_Task directions_
Copy every line of the items below verbatim, leaving each line unchanged and in its original order.

[Excerpted data start]

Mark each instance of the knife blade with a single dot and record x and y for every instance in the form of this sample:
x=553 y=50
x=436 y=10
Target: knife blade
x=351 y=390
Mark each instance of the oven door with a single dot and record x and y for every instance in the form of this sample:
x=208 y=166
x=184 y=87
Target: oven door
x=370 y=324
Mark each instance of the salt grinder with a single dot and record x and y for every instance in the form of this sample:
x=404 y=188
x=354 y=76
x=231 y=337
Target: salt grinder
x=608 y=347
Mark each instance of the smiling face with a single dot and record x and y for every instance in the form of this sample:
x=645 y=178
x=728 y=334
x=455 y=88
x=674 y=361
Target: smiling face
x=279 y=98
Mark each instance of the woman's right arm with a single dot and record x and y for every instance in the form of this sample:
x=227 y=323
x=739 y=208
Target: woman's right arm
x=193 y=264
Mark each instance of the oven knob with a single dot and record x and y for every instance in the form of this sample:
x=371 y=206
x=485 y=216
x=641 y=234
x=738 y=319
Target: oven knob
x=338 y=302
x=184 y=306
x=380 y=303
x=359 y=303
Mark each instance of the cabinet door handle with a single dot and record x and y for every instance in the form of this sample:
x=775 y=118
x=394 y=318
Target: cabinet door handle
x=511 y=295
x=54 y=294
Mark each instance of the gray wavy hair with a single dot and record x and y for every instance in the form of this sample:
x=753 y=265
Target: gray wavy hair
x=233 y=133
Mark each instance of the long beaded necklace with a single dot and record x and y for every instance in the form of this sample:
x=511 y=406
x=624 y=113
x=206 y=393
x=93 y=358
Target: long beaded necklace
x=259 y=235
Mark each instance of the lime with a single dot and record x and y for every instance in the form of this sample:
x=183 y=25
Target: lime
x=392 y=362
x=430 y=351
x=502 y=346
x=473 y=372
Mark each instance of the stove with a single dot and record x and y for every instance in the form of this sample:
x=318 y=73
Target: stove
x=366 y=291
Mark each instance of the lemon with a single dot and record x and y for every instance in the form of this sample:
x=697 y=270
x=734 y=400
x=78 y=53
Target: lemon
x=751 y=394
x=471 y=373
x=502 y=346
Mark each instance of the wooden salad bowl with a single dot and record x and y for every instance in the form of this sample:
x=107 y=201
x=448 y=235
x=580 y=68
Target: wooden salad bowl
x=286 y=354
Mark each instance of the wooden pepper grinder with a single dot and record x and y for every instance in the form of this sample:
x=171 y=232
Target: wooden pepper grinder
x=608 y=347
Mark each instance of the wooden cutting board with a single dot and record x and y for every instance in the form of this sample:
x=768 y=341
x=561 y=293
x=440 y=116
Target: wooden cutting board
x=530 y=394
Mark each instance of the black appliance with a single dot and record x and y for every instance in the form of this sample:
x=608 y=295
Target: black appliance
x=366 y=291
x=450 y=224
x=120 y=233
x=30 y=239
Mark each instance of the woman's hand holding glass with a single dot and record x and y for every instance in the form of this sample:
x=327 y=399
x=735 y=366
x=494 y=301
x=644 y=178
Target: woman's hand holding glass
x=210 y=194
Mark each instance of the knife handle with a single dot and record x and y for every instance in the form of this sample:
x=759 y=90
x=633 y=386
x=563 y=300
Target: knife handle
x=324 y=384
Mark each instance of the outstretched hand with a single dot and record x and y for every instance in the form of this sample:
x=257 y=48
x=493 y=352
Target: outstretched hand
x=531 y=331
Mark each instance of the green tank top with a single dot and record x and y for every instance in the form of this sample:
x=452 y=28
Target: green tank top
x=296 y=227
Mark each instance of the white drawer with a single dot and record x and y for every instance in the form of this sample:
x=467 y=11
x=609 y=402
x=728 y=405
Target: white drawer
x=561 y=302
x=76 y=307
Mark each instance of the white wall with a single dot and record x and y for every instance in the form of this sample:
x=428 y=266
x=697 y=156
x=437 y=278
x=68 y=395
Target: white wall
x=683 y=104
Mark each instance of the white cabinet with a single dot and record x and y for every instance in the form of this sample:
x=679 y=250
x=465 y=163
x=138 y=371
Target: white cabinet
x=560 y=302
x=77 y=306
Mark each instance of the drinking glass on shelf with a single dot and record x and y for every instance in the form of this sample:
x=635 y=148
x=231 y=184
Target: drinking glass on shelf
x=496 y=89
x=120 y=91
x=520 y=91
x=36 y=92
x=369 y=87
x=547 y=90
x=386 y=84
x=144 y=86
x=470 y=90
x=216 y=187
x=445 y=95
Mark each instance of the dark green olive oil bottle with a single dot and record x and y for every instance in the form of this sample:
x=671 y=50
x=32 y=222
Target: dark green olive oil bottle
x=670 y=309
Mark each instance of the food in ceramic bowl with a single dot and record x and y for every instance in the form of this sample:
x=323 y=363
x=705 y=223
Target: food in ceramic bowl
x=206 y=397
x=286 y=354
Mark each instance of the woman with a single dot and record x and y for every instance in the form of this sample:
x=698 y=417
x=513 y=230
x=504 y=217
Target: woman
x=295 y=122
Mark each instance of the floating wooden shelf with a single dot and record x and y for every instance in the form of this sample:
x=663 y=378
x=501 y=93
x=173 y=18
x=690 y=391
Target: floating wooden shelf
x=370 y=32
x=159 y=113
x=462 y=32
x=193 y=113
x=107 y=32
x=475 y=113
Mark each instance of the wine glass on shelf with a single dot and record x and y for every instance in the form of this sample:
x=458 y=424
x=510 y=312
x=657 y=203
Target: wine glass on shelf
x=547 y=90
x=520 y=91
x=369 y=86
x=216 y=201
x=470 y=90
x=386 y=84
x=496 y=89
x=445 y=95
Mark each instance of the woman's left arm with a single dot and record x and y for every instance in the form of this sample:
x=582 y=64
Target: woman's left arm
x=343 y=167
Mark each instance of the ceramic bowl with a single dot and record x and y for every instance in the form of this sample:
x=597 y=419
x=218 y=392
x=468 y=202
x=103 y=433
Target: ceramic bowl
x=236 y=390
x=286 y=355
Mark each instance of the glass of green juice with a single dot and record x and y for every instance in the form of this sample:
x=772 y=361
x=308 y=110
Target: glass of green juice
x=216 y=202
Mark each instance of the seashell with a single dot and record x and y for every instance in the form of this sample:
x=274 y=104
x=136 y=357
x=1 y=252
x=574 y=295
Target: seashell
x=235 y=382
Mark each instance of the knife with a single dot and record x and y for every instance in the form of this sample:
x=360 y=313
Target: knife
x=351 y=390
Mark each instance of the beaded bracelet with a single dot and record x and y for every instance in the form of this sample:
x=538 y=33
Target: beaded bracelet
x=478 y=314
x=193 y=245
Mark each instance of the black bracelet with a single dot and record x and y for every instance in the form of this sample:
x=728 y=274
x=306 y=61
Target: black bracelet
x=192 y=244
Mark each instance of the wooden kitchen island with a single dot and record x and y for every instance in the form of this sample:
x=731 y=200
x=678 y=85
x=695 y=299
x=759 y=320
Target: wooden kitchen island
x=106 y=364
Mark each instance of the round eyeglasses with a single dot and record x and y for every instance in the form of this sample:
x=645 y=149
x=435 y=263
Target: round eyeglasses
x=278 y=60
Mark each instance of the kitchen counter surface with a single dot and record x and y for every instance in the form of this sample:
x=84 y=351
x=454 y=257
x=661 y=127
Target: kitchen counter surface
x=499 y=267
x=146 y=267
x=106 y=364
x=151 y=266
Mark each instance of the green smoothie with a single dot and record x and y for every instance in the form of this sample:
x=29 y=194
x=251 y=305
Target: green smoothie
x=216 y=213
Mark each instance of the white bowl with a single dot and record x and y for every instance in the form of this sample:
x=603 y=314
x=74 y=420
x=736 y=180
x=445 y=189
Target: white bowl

[Excerpted data end]

_Reply to the task_
Mark each instance of the knife blade with a single dot and record x and y for every instance in the form of this sample:
x=553 y=50
x=436 y=10
Target: knife blade
x=351 y=390
Mark each instance of the oven door with a single dot and record x and y for every instance in the form of this sample:
x=208 y=166
x=184 y=87
Target: oven door
x=370 y=324
Mark each instance of the salt grinder with a single dot and record x and y for every instance in the form of this sample:
x=404 y=188
x=354 y=76
x=231 y=337
Target: salt grinder
x=608 y=347
Mark each instance of the smiling face with a single dot and record x and y for every instance in the form of this sample:
x=645 y=178
x=728 y=334
x=455 y=88
x=674 y=361
Target: smiling face
x=279 y=98
Mark each instance of the woman's right arm with a single dot and record x and y for every instance in the form of this sample:
x=227 y=323
x=739 y=208
Target: woman's right arm
x=193 y=264
Mark each instance of the oven knob with a single dot and record x and y for every instance in the form of this sample:
x=371 y=206
x=485 y=216
x=641 y=234
x=738 y=319
Target: oven knob
x=338 y=302
x=184 y=306
x=380 y=303
x=359 y=303
Mark each instance of the cabinet door handle with a single dot and record x and y for every instance in the form of this sample:
x=775 y=118
x=394 y=318
Target: cabinet door handle
x=511 y=295
x=54 y=294
Mark each instance of the gray wavy hair with a single dot and record x and y for every instance in the form of this sample:
x=753 y=265
Target: gray wavy hair
x=233 y=133
Mark each instance of the long beaded necklace with a single dot and record x and y for every instance in the form of this sample:
x=511 y=406
x=624 y=113
x=206 y=393
x=93 y=358
Target: long beaded necklace
x=259 y=235
Mark each instance of the lime with a single dot and record x and y for every instance in the form of this sample:
x=183 y=25
Target: lime
x=392 y=362
x=430 y=351
x=502 y=346
x=473 y=372
Mark each instance of the stove with a single dot and record x and y for every instance in the form of this sample:
x=318 y=73
Target: stove
x=366 y=291
Mark each instance of the lemon with a single dot and record x and y for every instance in the form of this sample:
x=697 y=270
x=734 y=400
x=78 y=53
Target: lemon
x=751 y=394
x=471 y=373
x=502 y=346
Mark each instance of the wooden salad bowl with a single dot and record x and y for every instance in the form of this sample:
x=107 y=201
x=448 y=235
x=580 y=68
Target: wooden salad bowl
x=286 y=354
Mark each instance of the wooden pepper grinder with a single dot and record x and y for every instance in the form of this sample:
x=171 y=232
Target: wooden pepper grinder
x=608 y=347
Mark each instance of the wooden cutting board with a single dot and record x and y for every instance in the form of this sample:
x=768 y=341
x=561 y=293
x=440 y=116
Target: wooden cutting board
x=530 y=394
Mark each instance of the black appliance with a single dot and record x and y for every instance in the form of this sample:
x=608 y=295
Target: black appliance
x=366 y=291
x=450 y=224
x=120 y=233
x=30 y=239
Mark each instance of the woman's hand holding glass with a single dot and record x and y for every instance in the form of this sample:
x=327 y=399
x=735 y=366
x=494 y=301
x=644 y=178
Target: woman's hand holding glass
x=210 y=194
Mark each instance of the knife handle with a single dot and record x and y for every instance in the form of this sample:
x=759 y=90
x=633 y=386
x=563 y=300
Target: knife handle
x=324 y=384
Mark each instance of the outstretched hand with a single dot and record x and y for every instance in the form of this sample:
x=257 y=48
x=493 y=352
Target: outstretched hand
x=531 y=331
Mark each instance of the green tank top with a single dot and record x and y for every instance in the form of this sample:
x=452 y=28
Target: green tank top
x=296 y=227
Mark each instance of the white drawer with a single dot and record x and y for every instance in the form of this sample:
x=467 y=11
x=609 y=402
x=728 y=405
Target: white drawer
x=561 y=302
x=76 y=307
Mark each instance of the white wall with a single dot and record x and y for every instance in the form of this sample:
x=428 y=266
x=697 y=156
x=437 y=278
x=68 y=395
Target: white wall
x=683 y=104
Mark each instance of the white cabinet with a single dot and record x and y for every instance in the form of this sample:
x=679 y=250
x=465 y=163
x=138 y=371
Target: white cabinet
x=560 y=302
x=77 y=306
Mark each instance of the drinking glass on shelf with a single dot and record x and y for every instance in the form of this sample:
x=635 y=148
x=231 y=184
Target: drinking glass on shelf
x=496 y=89
x=120 y=91
x=520 y=91
x=36 y=92
x=369 y=87
x=547 y=90
x=386 y=84
x=144 y=86
x=470 y=90
x=216 y=187
x=445 y=95
Mark each instance of the dark green olive oil bottle with a single dot and record x and y for every instance in the form of this sample:
x=671 y=50
x=32 y=222
Target: dark green olive oil bottle
x=670 y=309
Mark each instance of the food in ceramic bowl with a single dot and record x and y for every instance in the form of this sample:
x=323 y=363
x=705 y=223
Target: food in ceramic bowl
x=206 y=397
x=286 y=354
Mark each instance of the woman with a single dot and record x and y for every instance in the form of this sample:
x=698 y=417
x=513 y=230
x=504 y=217
Target: woman
x=295 y=122
Mark each instance of the floating wooden shelf with a single dot and record x and y for every instance in the form of this sample:
x=663 y=378
x=501 y=93
x=173 y=18
x=690 y=391
Target: floating wooden shelf
x=370 y=32
x=159 y=113
x=462 y=32
x=193 y=113
x=107 y=32
x=475 y=113
Mark each instance of the wine glass on shelf with a single dot and record x and y for every instance in the form of this sample:
x=458 y=424
x=510 y=312
x=657 y=203
Target: wine glass on shelf
x=547 y=90
x=520 y=91
x=369 y=86
x=216 y=201
x=470 y=90
x=386 y=84
x=496 y=89
x=445 y=95
Mark each instance of the woman's left arm with a single dot and record x and y for every instance in the form of this sample:
x=582 y=64
Target: woman's left arm
x=343 y=167
Mark each instance of the ceramic bowl with a single dot and record x and y for every instance in the form of this sample:
x=597 y=419
x=218 y=392
x=468 y=202
x=103 y=433
Target: ceramic bowl
x=236 y=390
x=286 y=355
Mark each instance of the glass of green juice with a single dot and record x and y for every instance in the form of this sample:
x=772 y=361
x=308 y=110
Target: glass of green juice
x=216 y=202
Mark each instance of the seashell with a single dot and record x and y for every instance in the form of this sample:
x=274 y=104
x=136 y=357
x=1 y=252
x=574 y=295
Target: seashell
x=235 y=382
Mark each instance of the knife with a single dot and record x and y for every instance in the form of this sample:
x=360 y=313
Target: knife
x=351 y=390
Mark each instance of the beaded bracelet with a single dot and record x and y for every instance in the form of this sample:
x=538 y=33
Target: beaded bracelet
x=478 y=314
x=193 y=245
Mark each instance of the black bracelet with a single dot and record x and y for every instance in the form of this sample:
x=728 y=274
x=306 y=61
Target: black bracelet
x=192 y=244
Mark each instance of the wooden kitchen island with a single dot and record x and y for every instance in the form of this sample:
x=731 y=200
x=678 y=85
x=695 y=299
x=759 y=320
Target: wooden kitchen island
x=106 y=364
Mark each instance of the round eyeglasses with a single dot and record x and y for every instance in the form of this sample:
x=645 y=149
x=435 y=263
Target: round eyeglasses
x=278 y=60
Mark each instance of the kitchen counter surface with a single dot and record x and y for every instance in the form of this sample:
x=84 y=351
x=454 y=257
x=661 y=127
Target: kitchen counter surface
x=499 y=267
x=146 y=267
x=106 y=364
x=151 y=266
Mark each instance of the green smoothie with a single dot and record x and y for every instance in the form of this sample:
x=29 y=194
x=251 y=305
Target: green smoothie
x=216 y=213
Mark each instance of the white bowl with a single dot and record x and y for every instance in the form of this sample:
x=603 y=314
x=74 y=420
x=736 y=180
x=445 y=189
Target: white bowl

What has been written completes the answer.